- [TASK STATEMENT] Each of the records below must be reproduced verbatim.
BEGIN EXERCISE MATERIALS
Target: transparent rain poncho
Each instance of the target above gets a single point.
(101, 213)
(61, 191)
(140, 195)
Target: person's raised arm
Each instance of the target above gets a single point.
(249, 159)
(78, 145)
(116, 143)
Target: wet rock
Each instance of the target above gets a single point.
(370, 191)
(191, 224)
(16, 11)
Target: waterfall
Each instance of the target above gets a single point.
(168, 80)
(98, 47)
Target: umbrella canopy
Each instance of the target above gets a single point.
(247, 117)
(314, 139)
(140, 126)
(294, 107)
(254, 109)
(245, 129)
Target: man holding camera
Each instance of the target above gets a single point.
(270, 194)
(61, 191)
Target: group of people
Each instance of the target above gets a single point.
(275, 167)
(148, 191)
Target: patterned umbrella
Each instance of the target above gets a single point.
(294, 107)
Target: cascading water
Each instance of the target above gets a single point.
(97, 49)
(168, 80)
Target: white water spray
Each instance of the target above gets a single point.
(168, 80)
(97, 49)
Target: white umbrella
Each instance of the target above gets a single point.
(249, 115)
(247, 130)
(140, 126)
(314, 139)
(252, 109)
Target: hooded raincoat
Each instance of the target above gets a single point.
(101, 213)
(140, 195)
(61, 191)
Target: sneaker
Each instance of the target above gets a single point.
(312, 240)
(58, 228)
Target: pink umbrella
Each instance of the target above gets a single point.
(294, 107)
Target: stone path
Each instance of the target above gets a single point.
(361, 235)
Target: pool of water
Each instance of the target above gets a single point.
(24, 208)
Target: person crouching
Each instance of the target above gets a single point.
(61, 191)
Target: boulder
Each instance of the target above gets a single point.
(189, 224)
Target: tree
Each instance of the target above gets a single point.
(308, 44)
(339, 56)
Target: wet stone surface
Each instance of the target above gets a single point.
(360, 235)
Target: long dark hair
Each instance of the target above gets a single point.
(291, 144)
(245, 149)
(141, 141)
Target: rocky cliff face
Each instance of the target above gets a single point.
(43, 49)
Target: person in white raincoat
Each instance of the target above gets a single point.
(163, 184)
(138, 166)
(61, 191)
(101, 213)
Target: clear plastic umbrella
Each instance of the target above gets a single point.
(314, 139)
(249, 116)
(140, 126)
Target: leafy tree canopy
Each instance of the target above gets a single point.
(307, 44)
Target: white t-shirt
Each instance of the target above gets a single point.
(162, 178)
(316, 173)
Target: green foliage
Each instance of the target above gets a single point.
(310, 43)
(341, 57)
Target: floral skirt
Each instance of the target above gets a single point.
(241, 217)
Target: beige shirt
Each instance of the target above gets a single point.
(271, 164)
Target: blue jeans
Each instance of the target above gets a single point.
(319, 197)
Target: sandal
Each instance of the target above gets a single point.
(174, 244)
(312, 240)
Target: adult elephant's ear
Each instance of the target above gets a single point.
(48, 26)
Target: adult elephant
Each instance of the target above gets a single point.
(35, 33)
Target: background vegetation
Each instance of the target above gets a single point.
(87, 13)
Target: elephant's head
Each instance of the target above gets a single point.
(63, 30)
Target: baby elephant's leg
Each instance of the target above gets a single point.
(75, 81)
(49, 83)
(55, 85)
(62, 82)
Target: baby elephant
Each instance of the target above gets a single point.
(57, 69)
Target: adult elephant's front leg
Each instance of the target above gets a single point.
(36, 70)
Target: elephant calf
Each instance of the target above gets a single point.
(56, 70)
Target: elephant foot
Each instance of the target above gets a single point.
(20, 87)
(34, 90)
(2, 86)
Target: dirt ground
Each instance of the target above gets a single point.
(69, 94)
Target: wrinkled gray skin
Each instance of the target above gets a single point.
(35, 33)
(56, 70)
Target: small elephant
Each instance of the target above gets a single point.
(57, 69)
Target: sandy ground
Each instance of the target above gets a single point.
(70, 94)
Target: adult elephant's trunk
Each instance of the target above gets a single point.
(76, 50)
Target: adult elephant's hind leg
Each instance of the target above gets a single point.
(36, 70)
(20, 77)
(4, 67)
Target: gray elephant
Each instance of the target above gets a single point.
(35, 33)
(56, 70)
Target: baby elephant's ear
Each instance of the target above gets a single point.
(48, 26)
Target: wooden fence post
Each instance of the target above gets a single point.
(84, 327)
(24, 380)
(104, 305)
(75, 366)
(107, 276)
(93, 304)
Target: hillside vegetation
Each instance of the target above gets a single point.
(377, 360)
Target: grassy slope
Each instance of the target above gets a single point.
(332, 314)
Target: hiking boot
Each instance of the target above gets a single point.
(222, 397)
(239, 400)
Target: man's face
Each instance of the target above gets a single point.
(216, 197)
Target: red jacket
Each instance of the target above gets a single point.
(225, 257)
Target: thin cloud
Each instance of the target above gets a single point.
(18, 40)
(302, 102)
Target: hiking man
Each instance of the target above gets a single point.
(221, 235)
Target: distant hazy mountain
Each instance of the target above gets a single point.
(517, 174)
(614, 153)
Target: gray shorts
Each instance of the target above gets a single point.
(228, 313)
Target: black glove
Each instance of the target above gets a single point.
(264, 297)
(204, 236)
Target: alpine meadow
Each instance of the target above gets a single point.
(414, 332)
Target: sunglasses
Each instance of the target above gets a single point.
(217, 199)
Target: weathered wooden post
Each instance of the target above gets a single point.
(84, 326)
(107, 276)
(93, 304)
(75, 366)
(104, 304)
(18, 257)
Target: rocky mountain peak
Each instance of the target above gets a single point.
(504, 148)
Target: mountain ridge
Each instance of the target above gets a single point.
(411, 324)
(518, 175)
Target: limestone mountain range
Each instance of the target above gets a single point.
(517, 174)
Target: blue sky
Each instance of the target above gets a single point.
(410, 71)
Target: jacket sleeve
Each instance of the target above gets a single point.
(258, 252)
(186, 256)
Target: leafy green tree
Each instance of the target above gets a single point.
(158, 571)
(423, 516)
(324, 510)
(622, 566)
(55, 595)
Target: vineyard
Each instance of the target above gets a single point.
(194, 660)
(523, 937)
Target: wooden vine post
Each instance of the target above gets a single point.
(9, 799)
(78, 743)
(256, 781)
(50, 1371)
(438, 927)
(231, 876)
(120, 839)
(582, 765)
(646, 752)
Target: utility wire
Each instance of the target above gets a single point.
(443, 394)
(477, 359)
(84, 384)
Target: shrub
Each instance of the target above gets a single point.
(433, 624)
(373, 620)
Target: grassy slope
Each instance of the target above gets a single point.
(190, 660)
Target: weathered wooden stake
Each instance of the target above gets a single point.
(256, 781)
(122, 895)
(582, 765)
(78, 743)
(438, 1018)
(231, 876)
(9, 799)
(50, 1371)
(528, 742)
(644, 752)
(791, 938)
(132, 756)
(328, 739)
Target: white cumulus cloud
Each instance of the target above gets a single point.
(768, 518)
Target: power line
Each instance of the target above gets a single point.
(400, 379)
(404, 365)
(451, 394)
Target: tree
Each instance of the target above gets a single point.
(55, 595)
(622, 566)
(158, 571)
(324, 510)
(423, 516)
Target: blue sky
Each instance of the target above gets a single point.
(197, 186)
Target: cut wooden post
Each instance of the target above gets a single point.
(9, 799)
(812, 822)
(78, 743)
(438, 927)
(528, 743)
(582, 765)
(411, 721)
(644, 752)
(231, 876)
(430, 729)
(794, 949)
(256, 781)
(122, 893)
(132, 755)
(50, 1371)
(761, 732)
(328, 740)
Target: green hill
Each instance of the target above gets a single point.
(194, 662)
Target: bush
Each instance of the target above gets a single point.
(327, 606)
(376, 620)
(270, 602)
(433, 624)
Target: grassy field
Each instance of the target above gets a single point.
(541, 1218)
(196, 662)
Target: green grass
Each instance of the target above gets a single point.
END EXERCISE MATERIALS
- [SOLVED PROBLEM]
Target: transparent rain poncho
Each instance of the target above gets a single point.
(101, 213)
(61, 191)
(140, 195)
Target: person's raised arm
Each instance of the target above gets a single point.
(249, 159)
(78, 145)
(116, 143)
Target: wet rock
Each instance of the target above gets a single point.
(370, 191)
(191, 224)
(16, 11)
Target: waterfall
Each instance of the target above gets a single point.
(168, 80)
(98, 47)
Target: umbrella canopy
Each instance of the target above gets a single point.
(247, 117)
(314, 139)
(140, 126)
(294, 107)
(254, 109)
(245, 129)
Target: man holding camera
Each instance of the target above gets a single point.
(270, 194)
(61, 191)
Target: group of people
Each instance of the target above gets a single point.
(275, 167)
(148, 191)
Target: patterned umbrella
Each instance of the target above gets a single point.
(294, 107)
Target: cascading water
Each instance of the target above gets a single point.
(97, 49)
(168, 80)
Target: white water spray
Each instance of the target above gets a single point.
(168, 80)
(97, 49)
Target: white umbrella
Each instance of the target above gets a single point.
(249, 115)
(247, 130)
(140, 126)
(314, 139)
(252, 109)
Target: hooded raincoat
Each instance of the target above gets a single point.
(101, 213)
(140, 195)
(61, 191)
Target: sneaker
Each instance of the target above gets a single point.
(312, 240)
(58, 228)
Target: pink umbrella
Each instance of the target above gets a single point.
(294, 107)
Target: stone path
Each instance of the target above gets a single point.
(361, 235)
Target: pool of water
Each instance of the target above gets a single point.
(24, 208)
Target: person crouching
Each instance of the target above gets a single point.
(61, 191)
Target: boulder
Each instance of the target above gets a single point.
(189, 224)
Target: tree
Each instance of the target above gets a single point.
(308, 44)
(339, 56)
Target: wet stone surface
Each instance of the target above gets a single point.
(360, 235)
Target: long dark hair
Each instance of the target above gets a single point.
(291, 144)
(245, 149)
(141, 141)
Target: rocky cliff face
Each instance of the target above gets a single point.
(43, 49)
Target: person in white raincoat
Each instance of the target above gets a single point.
(163, 184)
(138, 166)
(61, 191)
(101, 213)
Target: clear plastic umbrella
Each instance of the target above gets a single point.
(314, 139)
(249, 116)
(140, 126)
Target: leafy tree canopy
Each instance of the target above gets a single point.
(307, 44)
Target: white t-shirt
Each instance of the target above gets a single point.
(162, 178)
(316, 173)
Target: green foliage
Each instance of the target above gets a single point.
(310, 43)
(341, 57)
Target: floral skirt
Each instance of the target above gets a single point.
(241, 217)
Target: beige shirt
Each instance of the target above gets a single point.
(271, 164)
Target: blue jeans
Each instance of the target above gets a single point.
(319, 197)
Target: sandal
Each instance of the target above gets a single point.
(174, 244)
(312, 240)
Target: adult elephant's ear
Each instance of the target above gets a single point.
(48, 26)
Target: adult elephant
Each instance of the target above gets a single point.
(35, 33)
Target: background vegetation
Each instance of the target above gets a single point.
(87, 13)
Target: elephant's head
Each instance of the target above gets a single point.
(63, 30)
Target: baby elephant's leg
Each instance of the target above gets a single point.
(75, 81)
(49, 83)
(55, 85)
(62, 82)
Target: baby elephant
Each instance of the target above gets a single point.
(57, 69)
Target: adult elephant's front leg
Each instance of the target above gets a single point.
(36, 70)
Target: elephant calf
Each instance of the target above gets a single point.
(56, 70)
Target: elephant foot
Each instance of the target above gets a single point.
(20, 87)
(34, 90)
(2, 86)
Target: dirt ground
Each instance of the target above gets a single point.
(69, 94)
Target: wrinkled gray skin
Each instance of the target above gets a single point.
(35, 33)
(56, 70)
Target: small elephant
Each instance of the target above gets a single point.
(57, 69)
Target: sandy ground
Each instance of the target above gets a single point.
(70, 94)
Target: adult elephant's trunk
Each instance of the target above gets a single point.
(76, 50)
Target: adult elephant's hind leg
Each instance of the target above gets a single point.
(36, 70)
(20, 77)
(4, 67)
Target: gray elephant
Each instance of the target above gets a single point.
(35, 33)
(56, 70)
Target: baby elephant's ear
Each instance of the target above gets a single point.
(48, 26)
Target: wooden fence post
Each instance of the target above gets a single point.
(84, 327)
(24, 380)
(104, 305)
(75, 366)
(107, 276)
(93, 304)
Target: hillside vegetation
Each instance of the target above gets a single point.
(377, 360)
Target: grassy slope
Each instance of the target above gets a single point.
(332, 314)
Target: hiking boot
Each instance of the target above gets a single point.
(222, 397)
(239, 400)
Target: man's face
Each instance of the target above gets a single point.
(216, 197)
Target: red jacket
Each instance of the target above gets a single point.
(225, 257)
Target: thin cloud
Each instance of the target above gets a single point.
(18, 40)
(302, 102)
Target: hiking man
Each instance of the target above gets a single point.
(221, 235)
Target: distant hazy mountain
Each instance of the target above gets a single point.
(517, 174)
(614, 153)
Target: gray shorts
Each instance of the target above gets a single point.
(228, 313)
Target: black glove
Each instance of the target above gets a single point.
(264, 297)
(204, 236)
Target: alpine meadow
Each instance of the target above gets a single point.
(414, 332)
Target: sunglasses
Each instance of the target above gets a single point.
(217, 199)
Target: weathered wooden post
Each instance of the target above gets a single point.
(84, 326)
(107, 276)
(93, 304)
(75, 366)
(104, 304)
(18, 257)
Target: rocky mountain peak
Each instance of the target above gets a single point.
(504, 148)
Target: mountain ridge
Each instance of the target above gets a single point.
(411, 324)
(518, 175)
Target: limestone mountain range
Each instance of the target above gets a single point.
(517, 174)
Target: blue sky
Each instance of the target above gets a single point.
(410, 71)
Target: jacket sleeve
Each instance of the target above gets a single point.
(258, 252)
(186, 256)
Target: leafy green tree
Each instance of the target above gets a single point.
(158, 571)
(423, 516)
(324, 510)
(622, 566)
(55, 595)
Target: vineyard
Each instance of the target above gets a single point.
(194, 660)
(523, 937)
Target: wooden vine post
Each instance of the target above gets a single point.
(9, 799)
(78, 743)
(256, 781)
(50, 1371)
(438, 927)
(231, 876)
(120, 839)
(582, 765)
(646, 752)
Target: utility wire
Each instance of the target above gets a single point.
(443, 394)
(477, 359)
(84, 384)
Target: shrub
Each instance of the target above gets a single point.
(433, 624)
(373, 620)
Target: grassy slope
Each instance of the target above gets a single point.
(190, 660)
Target: weathered wooden stake
Each instance of the target above gets a single point.
(256, 781)
(122, 895)
(582, 765)
(78, 743)
(438, 1018)
(231, 876)
(9, 799)
(50, 1371)
(528, 742)
(644, 752)
(791, 938)
(132, 756)
(328, 739)
Target: white cumulus cloud
Each instance of the target above gets a single point.
(768, 518)
Target: power line
Each instance of the target above gets a single point.
(400, 379)
(404, 365)
(451, 394)
Target: tree
Each instance of the target above gets a single point.
(55, 595)
(622, 566)
(158, 571)
(324, 510)
(423, 516)
Target: blue sky
Each instance of the target above gets a single point.
(197, 186)
Target: cut wooden post
Each instance of the target above gets a single point.
(9, 799)
(812, 822)
(78, 743)
(438, 927)
(528, 743)
(582, 765)
(411, 721)
(644, 752)
(231, 876)
(430, 729)
(794, 949)
(256, 781)
(122, 893)
(132, 755)
(50, 1371)
(761, 732)
(328, 740)
Target: green hill
Each instance of the target above gets a single point.
(194, 662)
Target: bush
Each instance of the target above gets a single point.
(327, 606)
(376, 620)
(270, 602)
(433, 624)
Target: grassy field
Each instance of the target above gets a single point.
(541, 1218)
(196, 662)
Target: green grass
Each instance of the target above gets a single point.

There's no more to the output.